• **TASK INSTRUCTIONS**
Take the material below and reproduce, word for word, only the lines from the line with "Could you please point out the white blaze" through the line with "Could you please point out the dog's eye".

• **EXERCISE INPUTS**

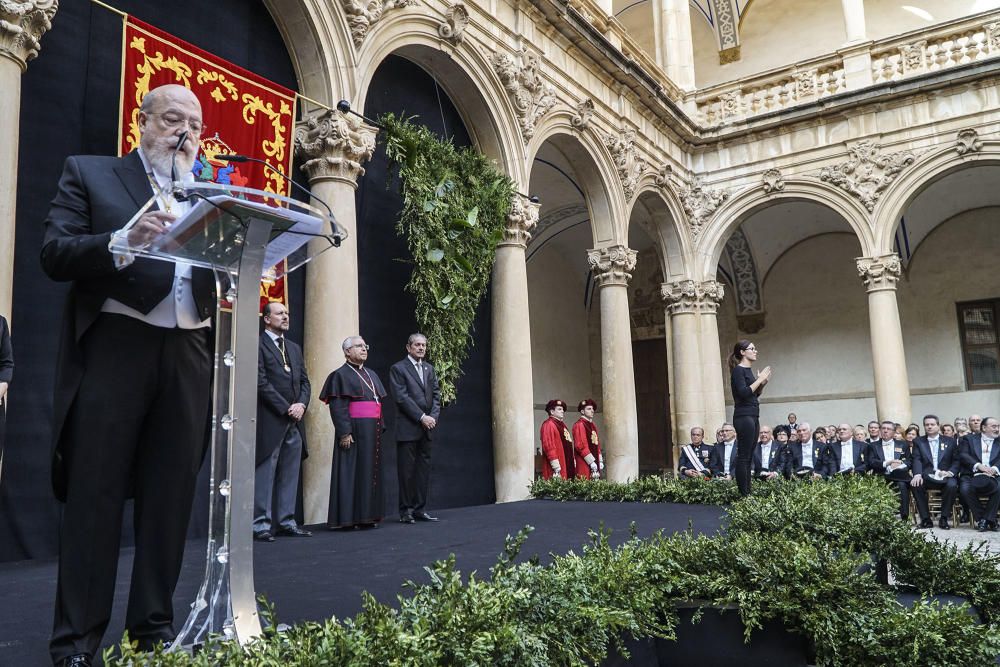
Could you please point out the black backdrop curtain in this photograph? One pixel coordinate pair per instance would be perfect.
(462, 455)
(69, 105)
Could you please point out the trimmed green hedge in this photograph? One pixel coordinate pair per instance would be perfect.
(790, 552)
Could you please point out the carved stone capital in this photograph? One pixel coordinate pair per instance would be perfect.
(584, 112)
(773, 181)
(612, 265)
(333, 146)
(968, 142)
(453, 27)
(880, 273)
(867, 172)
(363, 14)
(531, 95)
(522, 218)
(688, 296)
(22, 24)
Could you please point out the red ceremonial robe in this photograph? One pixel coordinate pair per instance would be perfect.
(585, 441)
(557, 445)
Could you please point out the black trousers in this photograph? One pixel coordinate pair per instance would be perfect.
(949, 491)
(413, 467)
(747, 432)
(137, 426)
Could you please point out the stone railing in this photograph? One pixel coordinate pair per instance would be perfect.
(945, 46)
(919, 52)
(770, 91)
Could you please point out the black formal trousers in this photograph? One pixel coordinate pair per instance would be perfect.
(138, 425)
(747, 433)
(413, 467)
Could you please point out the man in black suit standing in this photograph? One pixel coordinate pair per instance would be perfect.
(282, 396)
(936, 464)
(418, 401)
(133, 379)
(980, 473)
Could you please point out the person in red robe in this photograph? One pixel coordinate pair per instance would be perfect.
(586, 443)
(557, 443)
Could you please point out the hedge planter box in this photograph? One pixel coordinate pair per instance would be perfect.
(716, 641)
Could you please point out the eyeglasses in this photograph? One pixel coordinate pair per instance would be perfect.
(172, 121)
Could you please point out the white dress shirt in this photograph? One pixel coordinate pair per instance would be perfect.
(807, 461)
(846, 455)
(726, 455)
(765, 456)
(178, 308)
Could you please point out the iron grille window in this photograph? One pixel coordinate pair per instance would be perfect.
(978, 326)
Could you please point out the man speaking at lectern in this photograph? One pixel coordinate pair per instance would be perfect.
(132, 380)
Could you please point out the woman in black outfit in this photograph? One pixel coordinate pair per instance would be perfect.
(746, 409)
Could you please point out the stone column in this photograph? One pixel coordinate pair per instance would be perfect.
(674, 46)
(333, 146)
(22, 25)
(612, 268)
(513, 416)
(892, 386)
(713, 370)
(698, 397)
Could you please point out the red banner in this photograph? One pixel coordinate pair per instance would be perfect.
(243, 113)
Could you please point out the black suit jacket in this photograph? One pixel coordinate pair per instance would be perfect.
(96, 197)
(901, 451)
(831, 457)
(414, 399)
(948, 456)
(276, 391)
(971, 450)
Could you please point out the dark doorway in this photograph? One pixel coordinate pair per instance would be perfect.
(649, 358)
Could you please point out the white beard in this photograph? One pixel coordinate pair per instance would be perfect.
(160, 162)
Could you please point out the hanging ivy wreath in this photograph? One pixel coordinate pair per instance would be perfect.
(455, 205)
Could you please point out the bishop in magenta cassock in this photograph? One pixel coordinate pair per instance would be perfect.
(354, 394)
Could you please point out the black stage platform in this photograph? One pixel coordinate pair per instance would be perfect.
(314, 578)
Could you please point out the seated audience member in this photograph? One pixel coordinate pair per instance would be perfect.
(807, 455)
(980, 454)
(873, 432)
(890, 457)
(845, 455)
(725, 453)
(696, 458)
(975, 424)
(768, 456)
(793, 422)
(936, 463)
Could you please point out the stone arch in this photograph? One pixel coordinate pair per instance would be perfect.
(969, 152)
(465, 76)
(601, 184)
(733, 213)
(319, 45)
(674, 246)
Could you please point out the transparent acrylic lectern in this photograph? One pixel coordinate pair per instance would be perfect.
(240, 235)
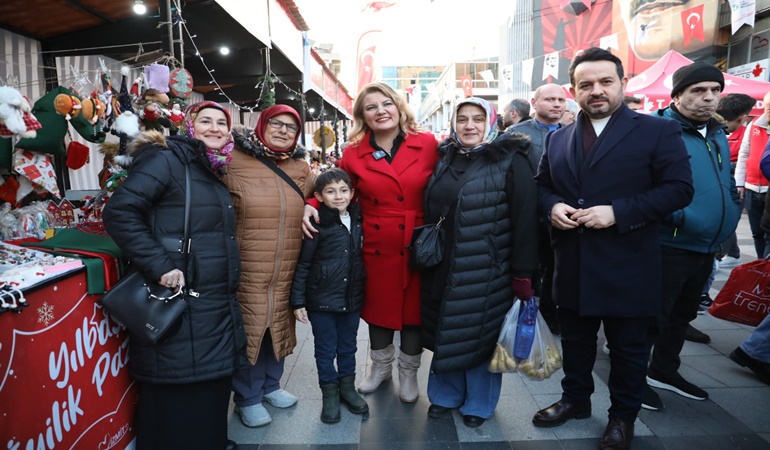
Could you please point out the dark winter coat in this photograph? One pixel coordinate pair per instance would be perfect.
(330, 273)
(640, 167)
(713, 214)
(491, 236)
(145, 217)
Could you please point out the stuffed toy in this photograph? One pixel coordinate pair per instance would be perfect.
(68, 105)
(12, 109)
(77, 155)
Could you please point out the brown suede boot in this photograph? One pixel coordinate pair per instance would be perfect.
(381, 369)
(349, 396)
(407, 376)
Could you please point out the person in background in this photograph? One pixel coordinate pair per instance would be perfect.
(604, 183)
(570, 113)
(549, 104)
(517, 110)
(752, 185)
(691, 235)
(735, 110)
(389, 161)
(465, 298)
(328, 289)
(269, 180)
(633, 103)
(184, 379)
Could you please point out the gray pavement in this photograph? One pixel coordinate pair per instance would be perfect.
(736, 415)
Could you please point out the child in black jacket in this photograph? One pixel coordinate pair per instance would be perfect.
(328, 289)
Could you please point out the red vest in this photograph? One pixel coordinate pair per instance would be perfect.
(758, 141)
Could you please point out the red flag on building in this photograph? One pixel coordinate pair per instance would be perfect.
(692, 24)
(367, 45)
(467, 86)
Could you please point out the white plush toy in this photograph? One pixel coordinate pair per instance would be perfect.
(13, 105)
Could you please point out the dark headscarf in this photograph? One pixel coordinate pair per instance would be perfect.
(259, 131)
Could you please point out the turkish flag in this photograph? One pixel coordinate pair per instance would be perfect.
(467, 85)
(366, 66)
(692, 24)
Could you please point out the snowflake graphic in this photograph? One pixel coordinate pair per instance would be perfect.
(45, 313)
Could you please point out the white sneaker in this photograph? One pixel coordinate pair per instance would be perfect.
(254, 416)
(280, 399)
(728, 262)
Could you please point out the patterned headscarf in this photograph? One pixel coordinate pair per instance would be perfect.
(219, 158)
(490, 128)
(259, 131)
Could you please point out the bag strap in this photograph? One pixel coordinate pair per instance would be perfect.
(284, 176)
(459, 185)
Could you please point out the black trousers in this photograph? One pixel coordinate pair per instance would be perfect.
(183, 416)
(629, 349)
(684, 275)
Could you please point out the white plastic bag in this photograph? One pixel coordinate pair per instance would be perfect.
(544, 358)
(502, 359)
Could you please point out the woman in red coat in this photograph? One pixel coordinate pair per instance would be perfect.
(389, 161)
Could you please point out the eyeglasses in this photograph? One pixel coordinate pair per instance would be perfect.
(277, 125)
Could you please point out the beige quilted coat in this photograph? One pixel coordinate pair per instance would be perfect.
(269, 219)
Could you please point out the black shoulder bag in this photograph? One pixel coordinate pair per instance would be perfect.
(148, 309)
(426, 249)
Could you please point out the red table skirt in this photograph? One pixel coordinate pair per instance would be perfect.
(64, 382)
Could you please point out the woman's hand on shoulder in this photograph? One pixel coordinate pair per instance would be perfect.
* * *
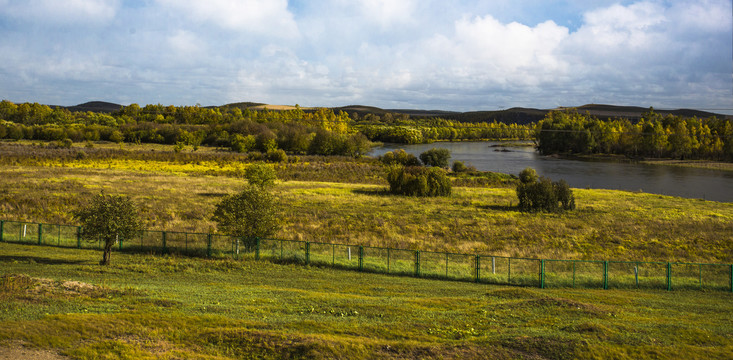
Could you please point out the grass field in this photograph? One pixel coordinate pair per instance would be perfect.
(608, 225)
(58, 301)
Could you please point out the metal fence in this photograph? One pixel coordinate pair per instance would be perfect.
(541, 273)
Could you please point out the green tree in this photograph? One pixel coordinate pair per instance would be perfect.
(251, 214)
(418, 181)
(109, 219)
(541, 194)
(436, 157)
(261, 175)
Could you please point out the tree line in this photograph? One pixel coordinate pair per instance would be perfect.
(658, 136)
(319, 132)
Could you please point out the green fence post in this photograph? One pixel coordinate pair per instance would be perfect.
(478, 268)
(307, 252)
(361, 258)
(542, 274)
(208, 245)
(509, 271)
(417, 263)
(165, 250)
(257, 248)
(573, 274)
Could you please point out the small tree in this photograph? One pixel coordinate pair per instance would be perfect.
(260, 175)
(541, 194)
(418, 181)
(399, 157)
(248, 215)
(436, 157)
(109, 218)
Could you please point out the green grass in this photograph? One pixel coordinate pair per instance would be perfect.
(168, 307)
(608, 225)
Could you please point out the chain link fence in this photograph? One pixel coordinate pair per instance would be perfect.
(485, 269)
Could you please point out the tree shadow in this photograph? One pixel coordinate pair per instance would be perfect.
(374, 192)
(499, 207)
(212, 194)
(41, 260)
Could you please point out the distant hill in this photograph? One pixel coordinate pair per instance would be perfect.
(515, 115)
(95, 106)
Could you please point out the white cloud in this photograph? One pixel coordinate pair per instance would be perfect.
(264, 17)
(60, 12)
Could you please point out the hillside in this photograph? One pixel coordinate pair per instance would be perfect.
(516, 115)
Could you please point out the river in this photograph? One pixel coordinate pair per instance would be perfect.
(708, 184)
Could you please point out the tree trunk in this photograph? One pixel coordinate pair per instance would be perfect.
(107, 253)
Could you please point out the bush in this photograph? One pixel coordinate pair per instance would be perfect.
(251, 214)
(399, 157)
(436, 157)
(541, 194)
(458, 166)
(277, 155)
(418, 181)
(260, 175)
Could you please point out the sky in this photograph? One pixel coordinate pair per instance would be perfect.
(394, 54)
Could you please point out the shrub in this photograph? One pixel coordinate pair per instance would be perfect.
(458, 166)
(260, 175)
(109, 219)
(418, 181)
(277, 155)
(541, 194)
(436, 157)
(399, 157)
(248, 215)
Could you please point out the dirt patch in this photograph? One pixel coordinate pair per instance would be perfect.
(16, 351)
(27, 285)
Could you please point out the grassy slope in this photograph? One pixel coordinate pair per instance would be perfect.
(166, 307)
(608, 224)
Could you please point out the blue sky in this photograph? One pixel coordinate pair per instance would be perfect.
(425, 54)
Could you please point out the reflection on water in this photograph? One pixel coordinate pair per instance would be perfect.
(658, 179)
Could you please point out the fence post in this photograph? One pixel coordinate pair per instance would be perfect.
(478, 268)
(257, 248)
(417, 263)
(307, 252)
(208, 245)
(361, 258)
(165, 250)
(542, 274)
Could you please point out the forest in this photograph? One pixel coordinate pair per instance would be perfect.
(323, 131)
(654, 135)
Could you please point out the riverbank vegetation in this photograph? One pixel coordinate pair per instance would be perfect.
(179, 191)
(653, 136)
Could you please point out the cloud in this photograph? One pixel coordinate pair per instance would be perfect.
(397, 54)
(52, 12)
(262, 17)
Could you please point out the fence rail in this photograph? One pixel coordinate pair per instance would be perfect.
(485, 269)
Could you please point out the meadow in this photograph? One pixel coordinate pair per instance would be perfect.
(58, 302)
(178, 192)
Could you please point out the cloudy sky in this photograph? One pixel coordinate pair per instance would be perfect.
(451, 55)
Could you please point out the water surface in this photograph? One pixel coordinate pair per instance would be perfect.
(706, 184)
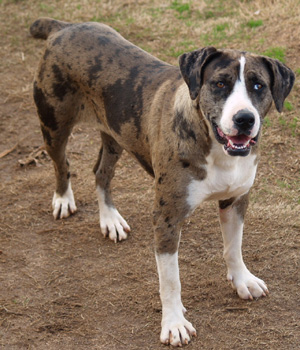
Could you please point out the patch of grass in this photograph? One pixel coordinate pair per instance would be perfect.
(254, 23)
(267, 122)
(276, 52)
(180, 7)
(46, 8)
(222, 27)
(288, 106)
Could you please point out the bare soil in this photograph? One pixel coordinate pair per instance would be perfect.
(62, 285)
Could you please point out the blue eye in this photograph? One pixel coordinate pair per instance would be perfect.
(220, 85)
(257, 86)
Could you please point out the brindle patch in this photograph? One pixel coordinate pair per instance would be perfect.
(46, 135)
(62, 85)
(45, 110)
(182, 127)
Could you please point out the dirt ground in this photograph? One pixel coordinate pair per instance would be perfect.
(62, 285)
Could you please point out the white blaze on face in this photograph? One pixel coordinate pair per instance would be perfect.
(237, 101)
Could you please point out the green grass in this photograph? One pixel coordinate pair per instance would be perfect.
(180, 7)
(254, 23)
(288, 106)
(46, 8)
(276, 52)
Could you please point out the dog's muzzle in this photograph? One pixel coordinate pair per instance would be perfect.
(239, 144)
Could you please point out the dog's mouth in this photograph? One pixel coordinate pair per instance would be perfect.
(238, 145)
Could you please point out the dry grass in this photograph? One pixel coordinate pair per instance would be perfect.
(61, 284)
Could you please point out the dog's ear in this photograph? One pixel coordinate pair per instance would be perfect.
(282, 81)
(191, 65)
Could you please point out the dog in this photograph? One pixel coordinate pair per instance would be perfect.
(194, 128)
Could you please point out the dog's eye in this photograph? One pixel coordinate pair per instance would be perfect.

• **COMPLETED TASK**
Could you please point out the white blaze on face in this photograph? One pixel coordinate pair per instance would be perfect.
(237, 101)
Could you please point out the green grass in this photograph? One pixel coordinate pair per instance would be perfect.
(180, 7)
(254, 23)
(288, 106)
(46, 8)
(276, 52)
Could you please point out the dog's muzzle in this photograph? One pixel coordinate pair per instance would be perfect.
(239, 144)
Could you please point out the dog's mouth in this photograph? One pixel coordinate pair per instance would be perfect.
(238, 145)
Could you please point out the dry grass in this photograph? One pixel coordinate pair per instance would be perfect.
(61, 284)
Could you please point out the dog's ear in this photograph? One pixel coordinate pair per instance would be perfect.
(282, 81)
(191, 65)
Could you please point out the dog in this photograph? One pixel coordinate pair per instance would be perfect.
(194, 128)
Could you please point out the dog's eye in this photograph? One pixel coordinate pair per instance would be perfect.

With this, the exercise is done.